### Stored items

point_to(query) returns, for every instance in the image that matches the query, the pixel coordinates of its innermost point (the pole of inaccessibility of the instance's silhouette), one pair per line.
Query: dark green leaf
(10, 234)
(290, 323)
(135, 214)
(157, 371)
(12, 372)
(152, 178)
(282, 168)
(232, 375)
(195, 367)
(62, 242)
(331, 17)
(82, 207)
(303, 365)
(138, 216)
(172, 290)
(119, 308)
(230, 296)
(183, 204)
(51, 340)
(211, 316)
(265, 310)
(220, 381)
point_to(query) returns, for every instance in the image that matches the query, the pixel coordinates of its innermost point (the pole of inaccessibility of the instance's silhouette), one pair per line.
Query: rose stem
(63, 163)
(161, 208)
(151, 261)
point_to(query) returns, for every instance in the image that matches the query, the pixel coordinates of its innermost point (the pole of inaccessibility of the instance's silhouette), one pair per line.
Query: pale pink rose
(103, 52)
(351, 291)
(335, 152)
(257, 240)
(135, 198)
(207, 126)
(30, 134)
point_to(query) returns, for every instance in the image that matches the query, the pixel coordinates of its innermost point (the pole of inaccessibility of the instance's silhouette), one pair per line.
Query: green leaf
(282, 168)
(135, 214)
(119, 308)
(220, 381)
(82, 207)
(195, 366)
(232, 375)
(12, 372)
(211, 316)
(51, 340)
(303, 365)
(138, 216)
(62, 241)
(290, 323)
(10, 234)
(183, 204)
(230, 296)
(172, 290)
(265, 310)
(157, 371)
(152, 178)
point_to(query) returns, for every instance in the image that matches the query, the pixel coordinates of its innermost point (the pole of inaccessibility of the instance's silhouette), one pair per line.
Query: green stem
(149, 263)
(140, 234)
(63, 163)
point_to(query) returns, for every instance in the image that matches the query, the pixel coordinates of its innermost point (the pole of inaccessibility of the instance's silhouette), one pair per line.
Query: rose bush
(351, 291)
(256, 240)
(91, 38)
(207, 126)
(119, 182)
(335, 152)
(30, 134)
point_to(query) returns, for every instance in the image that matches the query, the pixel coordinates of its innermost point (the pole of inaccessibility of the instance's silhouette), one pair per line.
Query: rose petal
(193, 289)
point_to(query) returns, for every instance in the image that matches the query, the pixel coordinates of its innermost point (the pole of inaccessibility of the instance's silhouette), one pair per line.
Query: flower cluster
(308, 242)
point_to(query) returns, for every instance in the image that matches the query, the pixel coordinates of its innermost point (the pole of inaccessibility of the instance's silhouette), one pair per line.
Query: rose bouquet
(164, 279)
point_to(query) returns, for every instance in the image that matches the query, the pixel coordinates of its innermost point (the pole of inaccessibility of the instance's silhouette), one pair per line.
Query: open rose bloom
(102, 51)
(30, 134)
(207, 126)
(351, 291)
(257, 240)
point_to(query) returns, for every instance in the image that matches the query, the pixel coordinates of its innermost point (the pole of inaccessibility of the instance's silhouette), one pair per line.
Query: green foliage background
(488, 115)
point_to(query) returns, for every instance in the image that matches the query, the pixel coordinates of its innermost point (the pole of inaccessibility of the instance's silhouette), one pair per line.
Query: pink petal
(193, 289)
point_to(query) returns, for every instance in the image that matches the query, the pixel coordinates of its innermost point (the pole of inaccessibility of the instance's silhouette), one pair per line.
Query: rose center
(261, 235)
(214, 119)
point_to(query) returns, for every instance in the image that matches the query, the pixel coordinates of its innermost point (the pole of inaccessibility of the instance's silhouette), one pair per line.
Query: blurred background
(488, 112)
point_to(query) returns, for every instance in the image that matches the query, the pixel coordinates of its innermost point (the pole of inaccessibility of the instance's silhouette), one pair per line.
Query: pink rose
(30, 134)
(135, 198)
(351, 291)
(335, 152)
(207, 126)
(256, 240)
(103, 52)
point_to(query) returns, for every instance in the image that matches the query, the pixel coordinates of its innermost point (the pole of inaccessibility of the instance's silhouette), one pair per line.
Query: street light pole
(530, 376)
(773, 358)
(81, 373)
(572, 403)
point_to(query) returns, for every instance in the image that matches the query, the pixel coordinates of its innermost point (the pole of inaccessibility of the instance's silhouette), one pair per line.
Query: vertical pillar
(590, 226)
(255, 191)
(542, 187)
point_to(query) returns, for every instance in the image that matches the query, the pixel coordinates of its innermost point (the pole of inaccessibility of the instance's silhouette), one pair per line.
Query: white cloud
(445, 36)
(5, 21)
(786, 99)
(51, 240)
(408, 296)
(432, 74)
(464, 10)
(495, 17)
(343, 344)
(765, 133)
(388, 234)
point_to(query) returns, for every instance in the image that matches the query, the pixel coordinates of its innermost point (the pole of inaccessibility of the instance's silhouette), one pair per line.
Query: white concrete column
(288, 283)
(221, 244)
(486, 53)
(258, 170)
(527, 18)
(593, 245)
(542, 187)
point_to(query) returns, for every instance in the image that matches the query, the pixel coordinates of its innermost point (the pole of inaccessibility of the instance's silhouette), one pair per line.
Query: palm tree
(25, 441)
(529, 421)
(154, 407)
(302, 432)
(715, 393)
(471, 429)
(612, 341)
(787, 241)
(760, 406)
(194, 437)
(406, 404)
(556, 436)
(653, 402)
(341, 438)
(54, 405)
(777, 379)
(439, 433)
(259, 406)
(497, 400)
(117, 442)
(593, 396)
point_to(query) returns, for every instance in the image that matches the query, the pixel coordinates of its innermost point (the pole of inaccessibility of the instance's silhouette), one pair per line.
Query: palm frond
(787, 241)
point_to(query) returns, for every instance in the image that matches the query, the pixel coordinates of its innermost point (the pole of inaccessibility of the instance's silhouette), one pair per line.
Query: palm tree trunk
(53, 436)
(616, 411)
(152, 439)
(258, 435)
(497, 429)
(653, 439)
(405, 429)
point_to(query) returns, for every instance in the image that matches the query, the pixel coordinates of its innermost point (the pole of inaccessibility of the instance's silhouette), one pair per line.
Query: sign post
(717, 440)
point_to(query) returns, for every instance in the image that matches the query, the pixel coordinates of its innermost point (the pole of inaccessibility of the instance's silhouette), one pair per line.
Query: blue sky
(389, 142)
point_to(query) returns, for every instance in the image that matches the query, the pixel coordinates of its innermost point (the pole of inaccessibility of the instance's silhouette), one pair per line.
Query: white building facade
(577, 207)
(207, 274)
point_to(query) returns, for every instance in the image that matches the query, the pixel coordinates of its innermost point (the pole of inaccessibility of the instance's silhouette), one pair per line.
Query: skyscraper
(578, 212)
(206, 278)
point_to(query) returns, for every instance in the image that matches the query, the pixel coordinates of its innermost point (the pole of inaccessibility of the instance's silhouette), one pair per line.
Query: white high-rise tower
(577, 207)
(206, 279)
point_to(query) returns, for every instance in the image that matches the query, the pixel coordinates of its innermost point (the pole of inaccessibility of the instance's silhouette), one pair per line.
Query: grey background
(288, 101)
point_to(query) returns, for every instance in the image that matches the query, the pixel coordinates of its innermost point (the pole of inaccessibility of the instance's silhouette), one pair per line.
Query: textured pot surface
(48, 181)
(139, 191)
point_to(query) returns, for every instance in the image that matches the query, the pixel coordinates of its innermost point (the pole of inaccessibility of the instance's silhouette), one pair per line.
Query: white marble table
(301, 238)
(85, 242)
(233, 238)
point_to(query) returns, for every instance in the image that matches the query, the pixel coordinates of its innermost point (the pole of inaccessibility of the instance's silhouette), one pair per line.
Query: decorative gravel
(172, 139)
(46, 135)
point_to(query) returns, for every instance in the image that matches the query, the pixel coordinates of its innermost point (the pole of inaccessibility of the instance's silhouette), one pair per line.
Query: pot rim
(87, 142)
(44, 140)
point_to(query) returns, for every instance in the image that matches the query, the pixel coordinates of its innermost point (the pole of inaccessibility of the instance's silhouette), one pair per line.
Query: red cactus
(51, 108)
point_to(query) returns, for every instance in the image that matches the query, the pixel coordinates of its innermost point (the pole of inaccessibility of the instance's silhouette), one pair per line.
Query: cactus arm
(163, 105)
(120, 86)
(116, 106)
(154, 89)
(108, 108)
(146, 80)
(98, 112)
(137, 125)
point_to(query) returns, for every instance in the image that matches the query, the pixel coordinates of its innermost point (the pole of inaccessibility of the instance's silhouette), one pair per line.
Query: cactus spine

### WHAT IS NEEDED
Return every line of the records that contains the string "green".

### SOLVED EXERCISE
Query: dark green leaf
Query: green leaf
Query: green stem
Query: green foliage background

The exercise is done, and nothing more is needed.